INSTRUÇÕES DAS TAREFAS =>
1/ No trecho sobre a redução do IPI, quantos trabalhadores a Whirlpool passou a contratar a partir de maio?
2/ Dê prosseguimento ao trecho sobre a redução do IPI e a retomada das vendas, começando logo após a última frase.

TRECHO =>
Algumas empresas que atuam diretamente nos segmentos beneficiados pela prorrogação da redução de impostos e pela queda no custo de financiamento de bens de capital já projetam um ano com aumento de vendas na comparação com 2008 e com recontratação de pessoal. Companhias que demitiram no auge da crise estão readmitindo funcionários e outras, que concederam férias coletivas, reforçam a produção com temporários.

 

A redução do IPI para eletrodomésticos permitiu à Whirlpool , fabricante das marcas Brastemp e Consul, recuperar no segundo trimestre a queda registrada no trimestre anterior e a contratar 1,2 mil trabalhadores a partir de maio. O diretor de relações institucionais da Whirlpool Latin America, Armando Ennes do Valle Júnior, afirma que as vendas da empresa até março caíam em média 16%. Fogão, por exemplo, registrava queda de 20%. "Na primeira quinzena de abril, antes do anúncio do IPI, as vendas apresentavam queda de 15% a 20%. A medida chegou quando a indústria estava tirando o pé."

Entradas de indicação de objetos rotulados
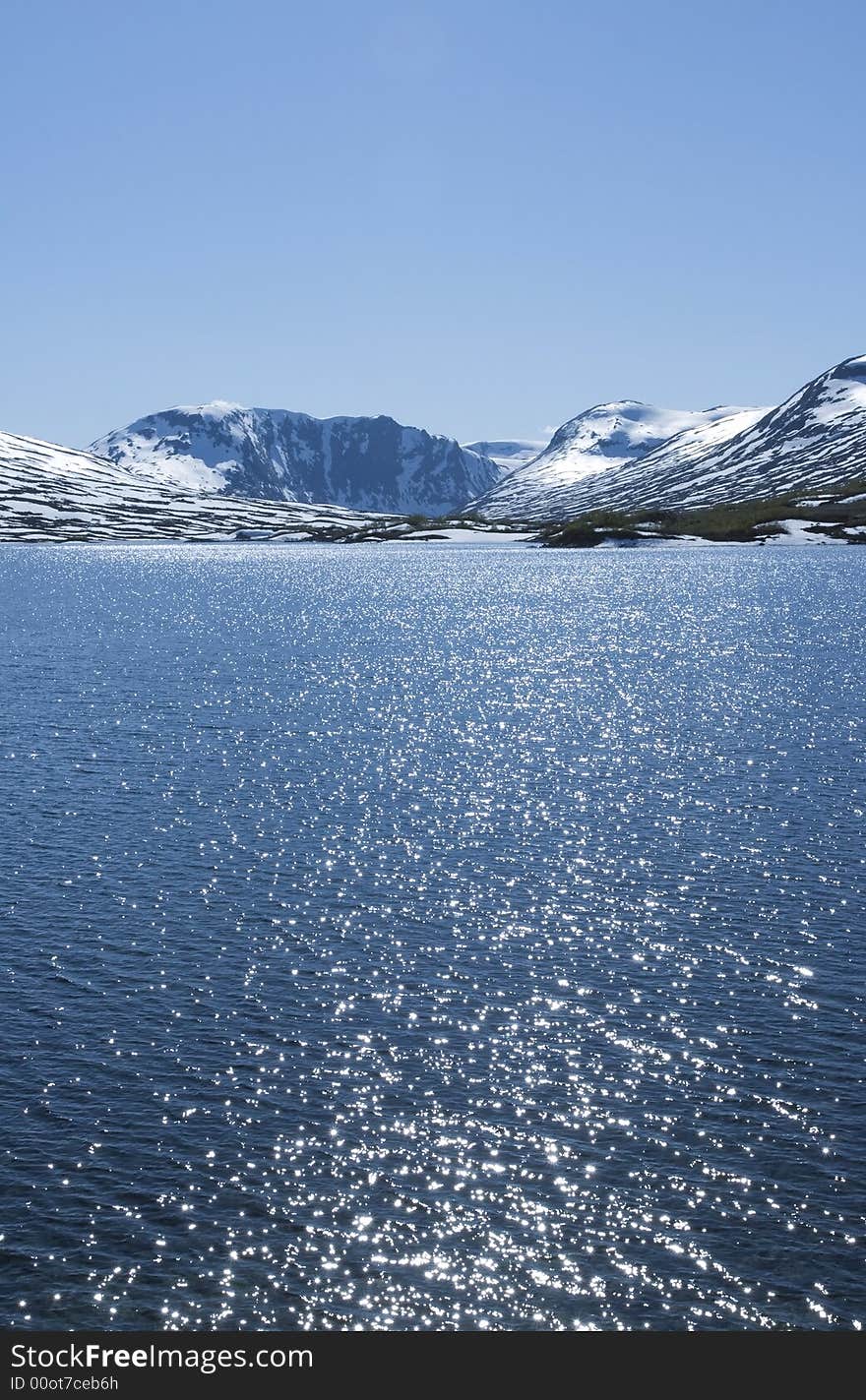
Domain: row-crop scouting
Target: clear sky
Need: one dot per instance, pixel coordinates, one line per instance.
(476, 215)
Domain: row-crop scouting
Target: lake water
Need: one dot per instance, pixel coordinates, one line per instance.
(396, 937)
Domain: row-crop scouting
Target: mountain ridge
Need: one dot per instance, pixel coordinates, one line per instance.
(370, 463)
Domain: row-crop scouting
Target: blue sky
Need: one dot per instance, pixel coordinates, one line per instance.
(478, 217)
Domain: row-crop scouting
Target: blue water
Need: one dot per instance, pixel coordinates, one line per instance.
(418, 939)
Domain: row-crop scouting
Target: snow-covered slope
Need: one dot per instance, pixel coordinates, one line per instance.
(630, 457)
(593, 446)
(508, 453)
(271, 454)
(816, 439)
(50, 492)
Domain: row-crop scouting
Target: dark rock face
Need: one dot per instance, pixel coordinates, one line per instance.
(271, 454)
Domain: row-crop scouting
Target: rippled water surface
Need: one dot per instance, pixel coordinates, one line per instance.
(419, 939)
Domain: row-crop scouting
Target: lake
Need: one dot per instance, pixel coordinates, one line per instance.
(400, 937)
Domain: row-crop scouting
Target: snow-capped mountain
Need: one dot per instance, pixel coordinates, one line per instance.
(506, 453)
(586, 454)
(271, 454)
(631, 457)
(50, 492)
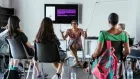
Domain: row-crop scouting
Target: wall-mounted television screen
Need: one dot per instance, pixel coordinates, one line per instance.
(62, 13)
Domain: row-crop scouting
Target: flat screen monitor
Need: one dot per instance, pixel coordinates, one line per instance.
(62, 13)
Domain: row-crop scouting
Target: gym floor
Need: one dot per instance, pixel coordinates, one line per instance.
(48, 68)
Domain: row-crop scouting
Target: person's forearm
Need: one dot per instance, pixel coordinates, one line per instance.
(85, 34)
(63, 36)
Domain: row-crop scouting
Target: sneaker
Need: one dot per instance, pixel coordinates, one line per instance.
(56, 77)
(75, 64)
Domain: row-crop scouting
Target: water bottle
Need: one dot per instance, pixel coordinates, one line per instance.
(129, 72)
(73, 74)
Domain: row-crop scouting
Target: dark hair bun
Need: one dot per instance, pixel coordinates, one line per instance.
(113, 19)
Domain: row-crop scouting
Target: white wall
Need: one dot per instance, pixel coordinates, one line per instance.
(31, 12)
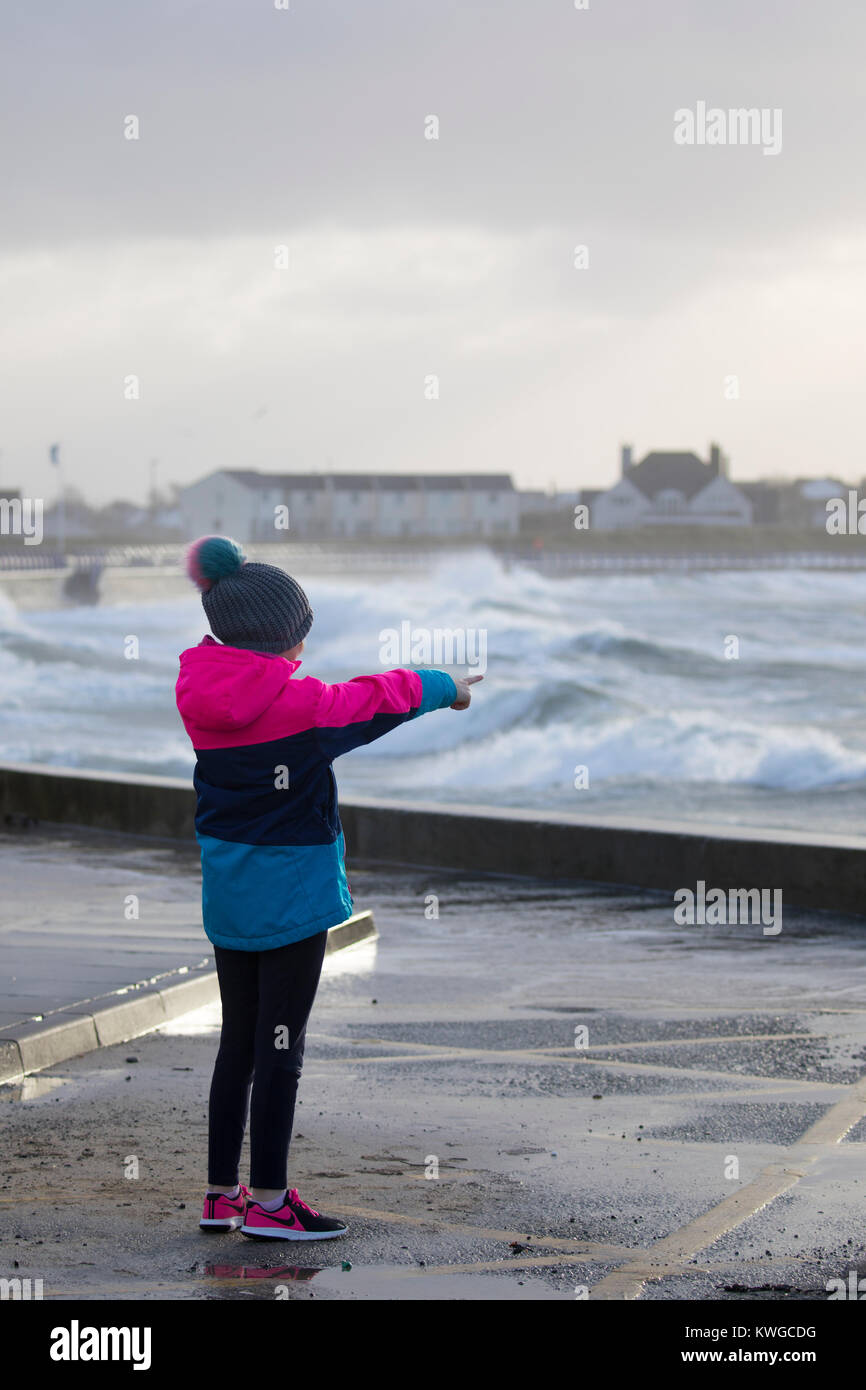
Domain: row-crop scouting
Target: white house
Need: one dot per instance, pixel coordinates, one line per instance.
(243, 503)
(670, 488)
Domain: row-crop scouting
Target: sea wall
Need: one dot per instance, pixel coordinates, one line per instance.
(826, 872)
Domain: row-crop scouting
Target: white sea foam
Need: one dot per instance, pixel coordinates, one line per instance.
(624, 674)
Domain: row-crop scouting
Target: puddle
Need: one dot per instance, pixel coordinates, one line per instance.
(193, 1023)
(31, 1087)
(395, 1283)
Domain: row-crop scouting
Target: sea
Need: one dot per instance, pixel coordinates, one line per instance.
(734, 698)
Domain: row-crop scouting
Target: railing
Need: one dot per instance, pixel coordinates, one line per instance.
(371, 559)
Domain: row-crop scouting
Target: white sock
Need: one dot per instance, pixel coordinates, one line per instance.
(274, 1205)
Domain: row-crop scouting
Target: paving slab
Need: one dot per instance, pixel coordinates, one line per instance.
(544, 1091)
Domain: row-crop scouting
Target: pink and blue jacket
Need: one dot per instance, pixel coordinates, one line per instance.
(267, 818)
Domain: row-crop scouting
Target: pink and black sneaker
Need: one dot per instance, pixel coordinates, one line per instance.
(224, 1212)
(292, 1221)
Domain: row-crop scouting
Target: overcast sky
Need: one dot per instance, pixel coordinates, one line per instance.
(412, 257)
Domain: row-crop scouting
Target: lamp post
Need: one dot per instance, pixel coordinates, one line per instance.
(61, 506)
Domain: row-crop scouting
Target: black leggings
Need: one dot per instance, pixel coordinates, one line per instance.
(267, 997)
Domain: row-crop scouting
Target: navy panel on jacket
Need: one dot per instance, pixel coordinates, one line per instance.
(238, 798)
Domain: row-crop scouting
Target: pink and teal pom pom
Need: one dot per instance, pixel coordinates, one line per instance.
(213, 558)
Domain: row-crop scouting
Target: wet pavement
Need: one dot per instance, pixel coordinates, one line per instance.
(546, 1091)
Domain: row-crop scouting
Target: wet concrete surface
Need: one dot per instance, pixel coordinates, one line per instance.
(449, 1045)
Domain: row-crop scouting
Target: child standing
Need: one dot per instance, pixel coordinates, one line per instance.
(273, 873)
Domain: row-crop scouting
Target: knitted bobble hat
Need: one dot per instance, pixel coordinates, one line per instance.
(255, 606)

RESPOSTAS DAS TAREFAS =>
1/ 1,2 mil trabalhadores.

2/
A Whirlpool operou com jornada reduzida no início do ano e em abril aventava a possibilidade de reduzir o quadro de funcionários. "Maio foi excepcional, as vendas cresceram 20% em relação a maio do ano passado. Junho aponta para crescimento de 15%", afirma Valle Júnior. Com isso, a empresa estima encerrar o primeiro semestre com produção igual à registrada no mesmo intervalo de 2008. Para o ano, a empresa voltou a prever crescimento de 4% sobre o ano passado - ao longo do primeiro trimestre essa projeção havia sido revista para uma queda de até 6%.

 

Valle Júnior diz que a recuperação da demanda pelo varejo em função do IPI reduzido obrigou a empresa a ampliar o quadro de pessoal. Desde maio, a Whirlpool contratou 1,2 mil trabalhadores por prazo determinado e, desse total, 300 já foram efetivados. "Agora é preciso entender o que vai acontecer com o consumo", diz Valle Júnior, sobre a possibilidade de novas efetivações. Ele acredita que a demanda crescerá de maneira mais linear nos próximos meses.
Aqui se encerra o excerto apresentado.